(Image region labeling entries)
------------------------
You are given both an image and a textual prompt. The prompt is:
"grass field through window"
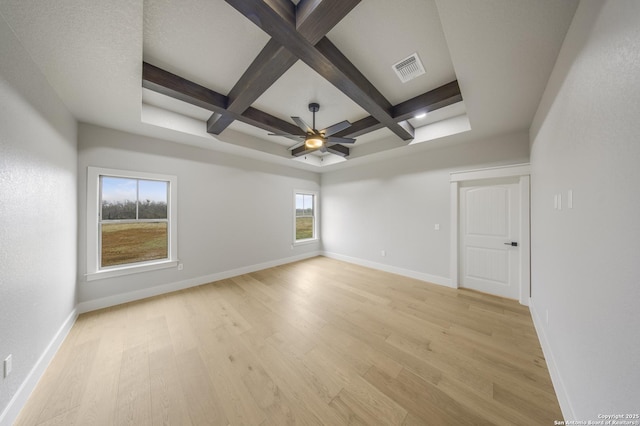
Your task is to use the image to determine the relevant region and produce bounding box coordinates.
[296,217,313,240]
[101,222,169,268]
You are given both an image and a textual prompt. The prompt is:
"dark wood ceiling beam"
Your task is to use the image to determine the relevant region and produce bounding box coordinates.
[142,62,227,113]
[142,62,303,135]
[334,80,462,138]
[392,80,462,121]
[226,0,413,140]
[209,0,360,135]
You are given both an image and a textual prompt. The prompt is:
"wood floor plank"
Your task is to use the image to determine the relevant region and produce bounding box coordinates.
[15,257,562,426]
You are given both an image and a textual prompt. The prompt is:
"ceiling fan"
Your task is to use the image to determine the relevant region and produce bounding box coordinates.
[269,102,356,152]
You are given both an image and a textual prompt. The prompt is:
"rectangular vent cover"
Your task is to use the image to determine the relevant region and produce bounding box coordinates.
[393,53,425,83]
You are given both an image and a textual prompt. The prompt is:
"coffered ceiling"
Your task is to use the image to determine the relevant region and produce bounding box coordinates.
[0,0,577,172]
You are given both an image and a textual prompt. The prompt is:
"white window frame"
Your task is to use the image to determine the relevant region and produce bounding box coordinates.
[86,167,178,281]
[293,189,320,246]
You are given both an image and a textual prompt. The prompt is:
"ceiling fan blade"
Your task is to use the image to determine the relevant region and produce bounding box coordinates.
[291,117,315,133]
[327,136,356,143]
[320,120,351,136]
[287,141,304,151]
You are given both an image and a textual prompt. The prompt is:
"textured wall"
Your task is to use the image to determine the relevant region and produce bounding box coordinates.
[531,0,640,421]
[322,133,528,284]
[0,12,77,422]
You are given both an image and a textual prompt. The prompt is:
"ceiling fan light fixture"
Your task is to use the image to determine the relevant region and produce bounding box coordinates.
[304,135,324,149]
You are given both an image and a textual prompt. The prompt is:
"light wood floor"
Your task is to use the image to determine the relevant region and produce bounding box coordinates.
[16,257,562,425]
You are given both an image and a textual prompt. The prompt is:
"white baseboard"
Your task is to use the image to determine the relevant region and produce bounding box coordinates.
[322,252,456,288]
[77,251,322,314]
[529,298,577,420]
[0,309,78,426]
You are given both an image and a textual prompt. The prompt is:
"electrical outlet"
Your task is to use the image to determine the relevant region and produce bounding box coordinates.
[4,355,13,377]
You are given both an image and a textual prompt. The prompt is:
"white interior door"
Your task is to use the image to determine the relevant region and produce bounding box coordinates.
[459,179,520,299]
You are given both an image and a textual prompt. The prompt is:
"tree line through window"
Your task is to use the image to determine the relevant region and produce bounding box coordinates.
[296,193,316,241]
[99,176,169,268]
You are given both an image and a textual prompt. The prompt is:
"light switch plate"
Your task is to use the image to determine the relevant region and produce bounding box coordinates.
[4,355,13,377]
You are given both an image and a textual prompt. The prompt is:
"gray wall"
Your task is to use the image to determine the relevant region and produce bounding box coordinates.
[78,124,320,310]
[0,15,77,424]
[322,133,529,285]
[531,0,640,421]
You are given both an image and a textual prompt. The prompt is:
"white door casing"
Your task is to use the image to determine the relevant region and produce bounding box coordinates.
[450,164,531,305]
[459,179,520,299]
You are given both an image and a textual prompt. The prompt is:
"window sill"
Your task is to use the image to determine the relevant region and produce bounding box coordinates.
[86,260,178,281]
[293,238,320,247]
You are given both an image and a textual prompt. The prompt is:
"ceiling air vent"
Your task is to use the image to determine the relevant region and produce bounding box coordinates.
[393,53,425,83]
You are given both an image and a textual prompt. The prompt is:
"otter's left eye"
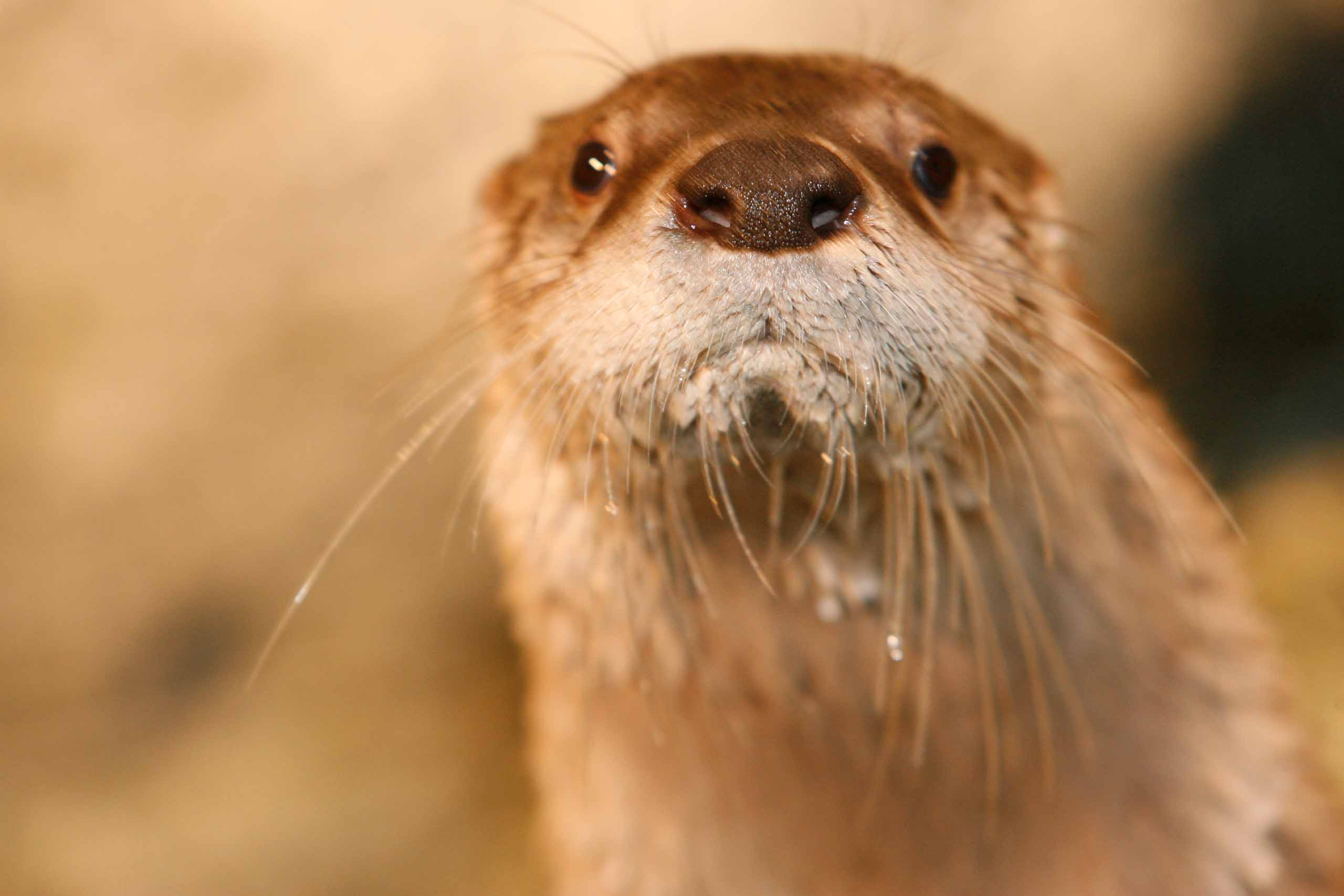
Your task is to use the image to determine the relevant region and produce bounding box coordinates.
[570,140,615,196]
[910,144,957,203]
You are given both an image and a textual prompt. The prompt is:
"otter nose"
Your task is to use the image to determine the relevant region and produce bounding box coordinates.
[676,137,860,252]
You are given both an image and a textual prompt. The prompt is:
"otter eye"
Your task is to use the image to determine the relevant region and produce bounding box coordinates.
[570,140,615,196]
[910,144,957,203]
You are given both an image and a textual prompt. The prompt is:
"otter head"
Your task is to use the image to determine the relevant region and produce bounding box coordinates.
[484,55,1060,475]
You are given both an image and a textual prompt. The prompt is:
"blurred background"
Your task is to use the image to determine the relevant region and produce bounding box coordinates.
[0,0,1344,896]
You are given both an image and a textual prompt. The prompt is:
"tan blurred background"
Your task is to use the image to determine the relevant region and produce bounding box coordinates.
[0,0,1344,896]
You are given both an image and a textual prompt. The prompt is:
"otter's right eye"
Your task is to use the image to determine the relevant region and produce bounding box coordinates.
[570,140,615,196]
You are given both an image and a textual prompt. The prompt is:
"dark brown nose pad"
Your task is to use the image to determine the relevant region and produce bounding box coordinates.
[676,137,860,252]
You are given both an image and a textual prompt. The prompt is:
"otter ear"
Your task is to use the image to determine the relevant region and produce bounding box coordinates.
[1024,164,1071,255]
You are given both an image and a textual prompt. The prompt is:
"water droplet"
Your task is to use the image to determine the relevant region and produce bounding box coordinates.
[887,631,906,662]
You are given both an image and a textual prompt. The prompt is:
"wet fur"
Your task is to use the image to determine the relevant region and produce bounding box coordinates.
[465,55,1344,896]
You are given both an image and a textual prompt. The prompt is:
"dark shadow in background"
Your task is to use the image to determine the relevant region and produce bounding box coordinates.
[1145,34,1344,485]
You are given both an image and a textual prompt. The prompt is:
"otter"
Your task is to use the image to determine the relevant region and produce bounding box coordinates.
[477,54,1344,896]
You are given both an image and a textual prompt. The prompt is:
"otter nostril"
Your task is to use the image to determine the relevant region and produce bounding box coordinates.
[812,196,844,235]
[692,194,732,227]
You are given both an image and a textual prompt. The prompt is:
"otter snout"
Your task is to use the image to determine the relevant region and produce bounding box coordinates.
[676,137,862,252]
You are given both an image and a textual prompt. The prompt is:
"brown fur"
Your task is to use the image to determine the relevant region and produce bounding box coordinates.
[468,55,1344,896]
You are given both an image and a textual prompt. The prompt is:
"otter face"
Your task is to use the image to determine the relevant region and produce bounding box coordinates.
[482,55,1060,462]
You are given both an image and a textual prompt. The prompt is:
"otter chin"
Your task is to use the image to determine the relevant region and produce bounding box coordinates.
[469,54,1344,896]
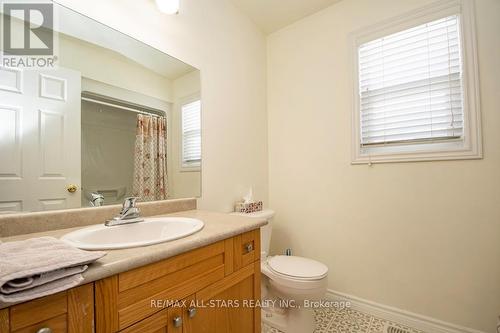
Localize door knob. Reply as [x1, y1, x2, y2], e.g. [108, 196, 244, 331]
[36, 327, 52, 333]
[66, 184, 78, 193]
[173, 316, 182, 327]
[245, 243, 253, 253]
[188, 307, 196, 318]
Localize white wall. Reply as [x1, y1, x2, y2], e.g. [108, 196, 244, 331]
[268, 0, 500, 332]
[55, 0, 267, 211]
[82, 101, 137, 207]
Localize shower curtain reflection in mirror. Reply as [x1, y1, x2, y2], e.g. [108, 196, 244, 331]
[133, 114, 168, 201]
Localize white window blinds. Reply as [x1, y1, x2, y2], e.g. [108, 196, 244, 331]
[358, 15, 464, 146]
[181, 100, 201, 166]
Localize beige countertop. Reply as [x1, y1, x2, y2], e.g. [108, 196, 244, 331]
[0, 210, 267, 309]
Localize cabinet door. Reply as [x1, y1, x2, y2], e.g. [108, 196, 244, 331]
[120, 309, 168, 333]
[0, 283, 94, 333]
[188, 261, 260, 333]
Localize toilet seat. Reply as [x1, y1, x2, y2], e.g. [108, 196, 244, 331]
[267, 256, 328, 281]
[261, 256, 328, 293]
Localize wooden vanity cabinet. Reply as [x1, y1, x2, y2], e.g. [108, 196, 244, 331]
[0, 283, 94, 333]
[0, 229, 261, 333]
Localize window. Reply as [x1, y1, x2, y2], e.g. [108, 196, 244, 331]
[181, 99, 201, 168]
[353, 2, 480, 163]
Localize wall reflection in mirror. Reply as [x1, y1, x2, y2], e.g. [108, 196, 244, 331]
[0, 5, 201, 214]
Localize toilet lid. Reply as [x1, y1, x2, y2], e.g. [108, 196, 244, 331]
[267, 256, 328, 279]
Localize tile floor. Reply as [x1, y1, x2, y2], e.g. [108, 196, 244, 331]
[262, 308, 424, 333]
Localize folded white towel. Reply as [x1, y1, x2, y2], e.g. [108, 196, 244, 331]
[0, 237, 106, 303]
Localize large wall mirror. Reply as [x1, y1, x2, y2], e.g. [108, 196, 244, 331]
[0, 4, 202, 214]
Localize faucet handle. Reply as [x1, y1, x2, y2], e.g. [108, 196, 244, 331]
[122, 197, 139, 211]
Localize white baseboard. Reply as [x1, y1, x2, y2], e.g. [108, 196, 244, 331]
[326, 289, 485, 333]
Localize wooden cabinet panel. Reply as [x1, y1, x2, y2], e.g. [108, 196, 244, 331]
[0, 309, 10, 333]
[189, 262, 260, 333]
[68, 283, 94, 333]
[96, 241, 233, 333]
[120, 309, 170, 333]
[0, 230, 260, 333]
[10, 291, 68, 331]
[119, 242, 224, 292]
[13, 314, 68, 333]
[233, 229, 260, 271]
[0, 283, 94, 333]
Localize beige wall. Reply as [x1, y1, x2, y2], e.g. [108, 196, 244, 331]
[268, 0, 500, 332]
[56, 0, 267, 211]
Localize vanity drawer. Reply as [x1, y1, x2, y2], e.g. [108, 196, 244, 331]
[0, 283, 94, 333]
[233, 229, 260, 271]
[96, 241, 229, 333]
[13, 314, 68, 333]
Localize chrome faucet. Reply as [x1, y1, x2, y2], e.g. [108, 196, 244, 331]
[104, 197, 144, 227]
[90, 192, 104, 207]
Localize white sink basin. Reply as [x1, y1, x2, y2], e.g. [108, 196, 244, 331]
[61, 217, 204, 250]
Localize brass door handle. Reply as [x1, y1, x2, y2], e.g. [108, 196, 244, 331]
[188, 307, 196, 318]
[172, 316, 182, 328]
[36, 327, 52, 333]
[244, 243, 253, 253]
[66, 184, 78, 193]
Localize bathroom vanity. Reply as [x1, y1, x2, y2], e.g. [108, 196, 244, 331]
[0, 205, 265, 333]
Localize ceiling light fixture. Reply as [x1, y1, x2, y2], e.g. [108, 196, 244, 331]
[156, 0, 180, 15]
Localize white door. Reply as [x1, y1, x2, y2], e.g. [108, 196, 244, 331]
[0, 67, 81, 212]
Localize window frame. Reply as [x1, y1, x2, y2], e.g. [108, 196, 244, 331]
[350, 0, 483, 164]
[179, 93, 203, 172]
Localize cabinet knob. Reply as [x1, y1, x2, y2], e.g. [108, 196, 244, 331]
[173, 316, 182, 328]
[66, 184, 78, 192]
[245, 243, 253, 253]
[36, 327, 52, 333]
[188, 307, 196, 318]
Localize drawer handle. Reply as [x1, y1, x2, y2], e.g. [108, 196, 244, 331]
[245, 243, 253, 253]
[36, 327, 52, 333]
[188, 307, 196, 318]
[173, 316, 182, 328]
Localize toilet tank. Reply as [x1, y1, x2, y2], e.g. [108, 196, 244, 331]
[231, 209, 274, 260]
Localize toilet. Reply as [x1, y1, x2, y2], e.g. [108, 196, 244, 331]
[234, 209, 328, 333]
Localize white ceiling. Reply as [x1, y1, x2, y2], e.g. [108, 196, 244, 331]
[57, 6, 196, 80]
[231, 0, 340, 34]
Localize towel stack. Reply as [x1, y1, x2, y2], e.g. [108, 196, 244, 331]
[0, 237, 106, 303]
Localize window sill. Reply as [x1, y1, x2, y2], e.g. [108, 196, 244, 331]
[179, 166, 201, 172]
[351, 148, 483, 164]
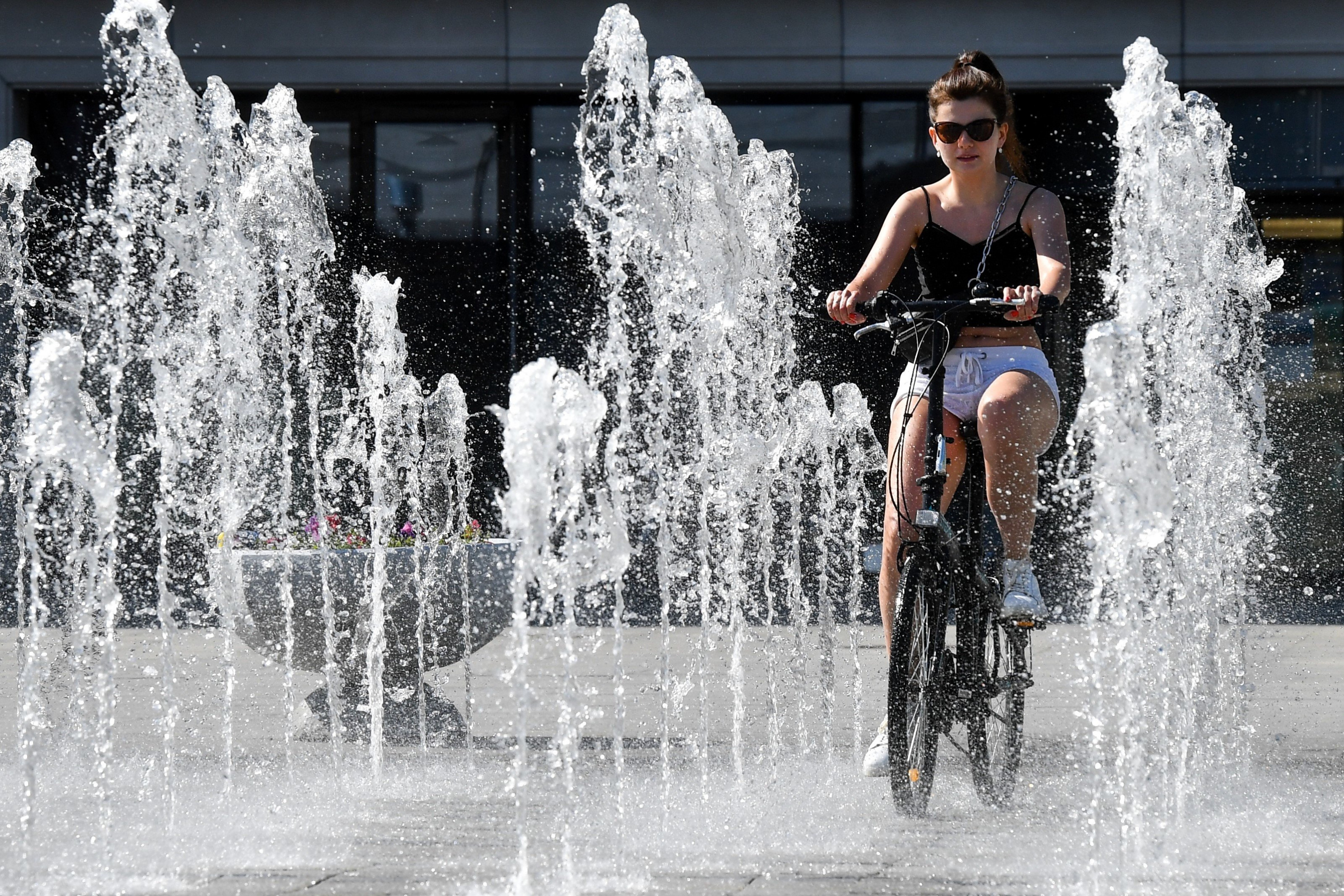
------------------------
PROMPT: Scale the items from the start of the items through the line that contains "[209,0,360,135]", writing every line out again with its requests and multiplying each box coordinate in the answers by 2.1, rounded to whole numbers with halves going up. Leave the pictures out.

TASK OUTPUT:
You are given both an image and a textual prompt. The prompt is:
"grass field through window"
Your task is to use the image to determine the relevant region and produce bounding box coordinates.
[622,456,657,504]
[212,466,355,563]
You are given both an image and a textual prompt. The prompt is:
"dark wood ceiling beam"
Your task is to use the image to determine the relevant region and produce bounding box coordinates.
[298,130,477,237]
[298,130,636,284]
[701,168,970,290]
[823,168,970,254]
[475,0,867,294]
[439,0,756,284]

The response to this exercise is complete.